→ **Problem set**
1: In the tabletop session write-up, what was the skipped skill challenge supposed to require?
2: Please extend the tabletop session write-up, picking up after its final sentence.

→ **Source**
I didn't do the skill challenge--I've always found RP skill challenges to feel forced at best, and high complexity ones (this one was supposed to be 8 successes before 3 failures) just don't have enough interesting elements to sustain the number of checks required. Instead, we just played it free form. I had a lot of fun with this--my notes on whimsical items plus the bulleted list of the events of the attack the night before gave me lots of things to throw in.

The PCs got here before escaping the city was a major concern, so they didn't ask Erdan about his help. I was nice and had him volunteer, after appropriate probing. I figured that they were generally nice to him, delivered the warning, and also killed the wyvern rider--that was enough of a success for me. He told them to visit Cpt. Harreman when they were ready to leave.

I also had Erdan probe for their destination, but they didn't trust him enough to tell him, so he didn't give them the Dianoem. I guess time will tell as to how much that matters.

The party druid noticed the ambushers from scene 3-3 on the way back to the temple. He told Volk, the barbarian (ostensibly in charge in Torrent's absence), who turned with a wonderful "What the f--- do you want!" rather than the subtle approach the rest of the party wanted. I gave him a Fate Point for that one. 

It was daylight and the party was able to cow the would-be ambushers, so they defeated that encounter without a fight. The encounter with Rantle went uneventfully, and they returned to the temple. We ended with them successfully assisting in the ritual to heal Rivereye. Next time, we'll start with Torrent's report of what she found at Gabal's School.

Here's Rantle's RP stat block. I didn't expect to need it today, but luckily I had done this one in advance.

*Appearance:* tall, dark-haired, roguishly handsome human. Goatee and greatsword.
*Voice:* Very slightly over the top “hero” voice
*Key Traits:* Scoundrel, self-absorbed, charming, defender of common man
*Goal:* Have party deliver letter to sister Katrina
*Motivation:* Genuine love for sister
*Fears:* Sister is in real trouble
*Weaknesses:* Overestimates himself

Overall, a fun session. It went much differently than I expected, but I knew the adventure well enough to roll with the punches. That was nice--there's enough background detail in WotBS that I feel like I can improvise when I need to. It's a big difference from Scales of War in that regard. It takes more studying, but the result is far richer. My players seemed to really enjoy tonight's session.


----------



## sfedi (Mar 3, 2010)

I think the Dianoem is important.
If you feel like you want them to have it, you have another chance with the Dwarves in The Chasm Gate.

After running Street Ambush, I realized I did it wrong. It's an encounter that should scream TPK and at the last minute Rantle would rush in to save the day.

→ **Source excerpt**
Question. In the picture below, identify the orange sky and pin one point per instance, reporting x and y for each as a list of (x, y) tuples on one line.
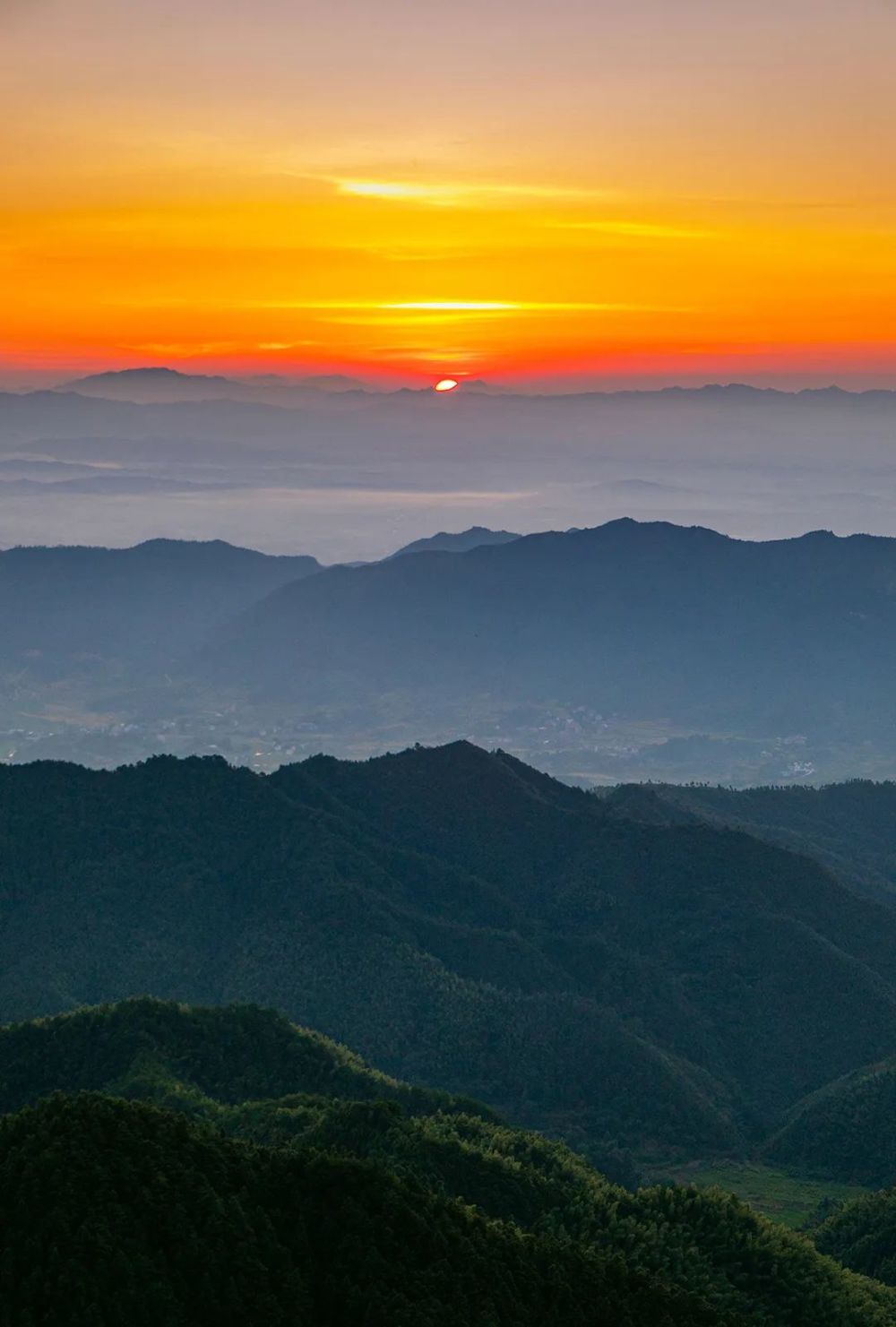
[(501, 189)]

→ **Written answers**
1: 8 successes before 3 failures.

2:
That way, they could be thankful of him and that would be a good start for their relationship/frienship.

How did the meeting with Rantle went with your players? Did they agree to take the message to Katrina?


----------



## Truename (Mar 3, 2010)

*Session 5*

Session 5 (Scenes 2-6, 2-6-2, 2-7, 2-8, 2-9, 3-1)

This session had some pacing problems. It was all roleplaying, no combat. Some of the roleplaying dragged--I didn't get much sleep last night, and . I've noticed that a good night's sleep is the best predictor of how well a session goes; when I've slept well, I'm quicker on my feet and better able to respond to surprises.

Another problem was that this section of the adventure isn't very well laid out, and there's some inconsistencies in the editing. For example, the assumption seems to be that the players get the case (it's a major plot point in Fire Forest, with Kazyk), but the way the adventure is written, the default path (the skill challenge with Shealis) has her keeping the case, but promising to share its information later.

Finally, there isn't much combat in this section of the adventure. Shealis, as a level 10 controller, just isn't a fun combat encounter. The players would miss almost every attack, and she has more hit points than my entire party combined. And the encounter in the spy headquarters only happens if the players defeat Shealis in combat (unlikely) or fail the skill challenge (also unlikely, given the low DCs).

I think this section illustrates the biggest weakness of the WotBS 4e conversion: poor balance in combat encounters and skill challenges. However, it's a weakness I'm willing to put up with. Shealis would have been much better as a lower-level solo--she still could have been a difficult or even overwhelming opponent, but without the boring "you can't hit me" aspect.

Anyway, on to some specific comments.

I cut out Scene 2-6-1 (Dead Rising) because it didn't add to the plot and seemed cliche. (Also, my players asked me to accelerate leveling through the heroic tier, so I'm looking for encounters to cut.)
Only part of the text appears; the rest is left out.